## Entries provided
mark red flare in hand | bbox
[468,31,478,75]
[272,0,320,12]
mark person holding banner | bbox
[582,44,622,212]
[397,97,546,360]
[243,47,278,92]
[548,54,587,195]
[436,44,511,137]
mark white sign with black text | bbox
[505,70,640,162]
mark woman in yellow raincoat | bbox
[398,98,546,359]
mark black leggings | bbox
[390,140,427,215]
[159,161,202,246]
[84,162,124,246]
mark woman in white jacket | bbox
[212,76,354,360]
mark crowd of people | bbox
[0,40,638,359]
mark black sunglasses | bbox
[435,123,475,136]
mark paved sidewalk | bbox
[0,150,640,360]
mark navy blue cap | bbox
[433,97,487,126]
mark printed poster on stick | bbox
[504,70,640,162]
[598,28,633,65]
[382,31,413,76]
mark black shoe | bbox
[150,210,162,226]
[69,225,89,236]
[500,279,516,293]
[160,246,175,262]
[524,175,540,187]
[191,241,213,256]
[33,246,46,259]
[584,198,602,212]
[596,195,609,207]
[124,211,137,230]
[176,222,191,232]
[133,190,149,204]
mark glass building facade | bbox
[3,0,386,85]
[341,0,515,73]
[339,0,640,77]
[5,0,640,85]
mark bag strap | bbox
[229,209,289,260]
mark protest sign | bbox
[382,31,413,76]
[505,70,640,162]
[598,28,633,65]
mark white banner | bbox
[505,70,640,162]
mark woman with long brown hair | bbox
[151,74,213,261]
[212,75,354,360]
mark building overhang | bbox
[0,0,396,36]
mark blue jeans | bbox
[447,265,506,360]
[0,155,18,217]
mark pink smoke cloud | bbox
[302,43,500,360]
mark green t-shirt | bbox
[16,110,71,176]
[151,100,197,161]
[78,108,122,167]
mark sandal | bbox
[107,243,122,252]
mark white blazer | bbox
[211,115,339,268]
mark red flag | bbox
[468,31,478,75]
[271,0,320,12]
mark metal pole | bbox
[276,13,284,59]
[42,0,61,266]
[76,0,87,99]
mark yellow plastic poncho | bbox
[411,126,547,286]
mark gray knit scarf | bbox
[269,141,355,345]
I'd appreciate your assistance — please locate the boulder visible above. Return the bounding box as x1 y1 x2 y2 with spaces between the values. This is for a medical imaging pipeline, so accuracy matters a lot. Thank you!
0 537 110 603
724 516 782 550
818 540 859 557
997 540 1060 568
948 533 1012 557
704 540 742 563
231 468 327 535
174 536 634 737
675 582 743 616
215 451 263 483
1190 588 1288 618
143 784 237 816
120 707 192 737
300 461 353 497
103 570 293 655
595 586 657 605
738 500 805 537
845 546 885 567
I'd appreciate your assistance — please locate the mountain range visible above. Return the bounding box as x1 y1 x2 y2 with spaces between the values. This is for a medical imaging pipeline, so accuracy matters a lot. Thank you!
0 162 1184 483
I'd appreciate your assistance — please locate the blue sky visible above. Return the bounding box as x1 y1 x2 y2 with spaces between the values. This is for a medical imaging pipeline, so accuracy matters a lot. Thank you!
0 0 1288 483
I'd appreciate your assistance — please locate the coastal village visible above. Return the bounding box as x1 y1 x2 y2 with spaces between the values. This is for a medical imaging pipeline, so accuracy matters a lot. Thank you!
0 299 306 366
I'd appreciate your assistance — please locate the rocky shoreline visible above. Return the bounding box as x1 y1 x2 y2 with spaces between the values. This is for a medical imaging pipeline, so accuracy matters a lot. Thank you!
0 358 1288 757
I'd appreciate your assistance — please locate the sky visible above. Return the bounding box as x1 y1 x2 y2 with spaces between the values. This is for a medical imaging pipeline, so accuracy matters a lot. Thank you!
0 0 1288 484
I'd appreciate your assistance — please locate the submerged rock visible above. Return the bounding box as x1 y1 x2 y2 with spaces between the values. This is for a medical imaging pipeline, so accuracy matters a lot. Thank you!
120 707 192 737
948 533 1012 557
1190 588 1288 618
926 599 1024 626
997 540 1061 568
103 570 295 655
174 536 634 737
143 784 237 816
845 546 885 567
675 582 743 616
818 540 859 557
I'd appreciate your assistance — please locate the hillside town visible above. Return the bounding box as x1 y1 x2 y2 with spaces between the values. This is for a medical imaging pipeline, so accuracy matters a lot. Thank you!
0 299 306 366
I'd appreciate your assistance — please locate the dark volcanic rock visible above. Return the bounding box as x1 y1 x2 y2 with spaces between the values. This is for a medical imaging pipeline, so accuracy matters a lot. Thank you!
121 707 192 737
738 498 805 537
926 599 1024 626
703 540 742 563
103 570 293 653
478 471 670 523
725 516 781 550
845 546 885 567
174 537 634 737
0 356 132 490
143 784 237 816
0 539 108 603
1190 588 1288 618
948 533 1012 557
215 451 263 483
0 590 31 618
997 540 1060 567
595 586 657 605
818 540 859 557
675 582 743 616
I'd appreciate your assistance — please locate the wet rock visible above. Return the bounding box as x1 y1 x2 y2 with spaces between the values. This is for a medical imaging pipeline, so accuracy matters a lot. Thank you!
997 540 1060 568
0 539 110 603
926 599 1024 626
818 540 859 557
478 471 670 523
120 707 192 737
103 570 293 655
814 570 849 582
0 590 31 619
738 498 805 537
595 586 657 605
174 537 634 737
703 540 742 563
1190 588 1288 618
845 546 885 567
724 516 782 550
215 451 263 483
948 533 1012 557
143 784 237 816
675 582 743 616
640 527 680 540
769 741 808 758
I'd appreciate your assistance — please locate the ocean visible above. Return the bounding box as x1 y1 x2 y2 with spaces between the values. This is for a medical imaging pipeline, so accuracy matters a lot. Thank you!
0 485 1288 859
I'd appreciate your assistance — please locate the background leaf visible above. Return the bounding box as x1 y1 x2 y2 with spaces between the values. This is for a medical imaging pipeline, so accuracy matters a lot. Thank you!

## Problem
Rewrite the lines starting with the line that contains "mark black shoe | bbox" and going on through the line that contains "[269,141,355,345]", putting "white jacket" in place of "white blazer" and leaving everything else the same.

## Exercise solution
mark black shoe | bbox
[150,210,162,226]
[69,225,89,236]
[500,279,516,293]
[160,246,175,262]
[524,175,540,187]
[191,241,213,256]
[33,246,46,259]
[584,198,602,212]
[596,195,609,207]
[124,211,137,230]
[176,222,191,232]
[133,190,149,204]
mark glass building facade | bbox
[3,0,386,85]
[341,0,515,73]
[339,0,640,77]
[5,0,640,85]
mark bag strap | bbox
[229,209,289,260]
mark protest sign | bbox
[382,31,413,76]
[505,70,640,162]
[598,28,633,65]
mark white banner | bbox
[505,70,640,162]
mark woman with long brown hair | bbox
[151,74,213,261]
[212,75,354,360]
mark building overhang | bbox
[0,0,396,36]
mark blue jeans | bbox
[447,265,506,360]
[0,155,18,217]
mark pink smoke cloud | bbox
[302,43,500,360]
mark green t-shirt | bbox
[16,110,71,176]
[151,100,197,161]
[78,108,122,167]
mark sandal | bbox
[107,243,122,252]
mark white jacket | bbox
[211,115,339,268]
mark red flag | bbox
[468,31,478,75]
[271,0,320,12]
mark metal pole | bbox
[276,13,284,59]
[42,0,61,266]
[76,0,87,99]
mark yellow plastic poncho | bbox
[411,126,547,286]
mark gray knit scarf | bbox
[269,141,355,345]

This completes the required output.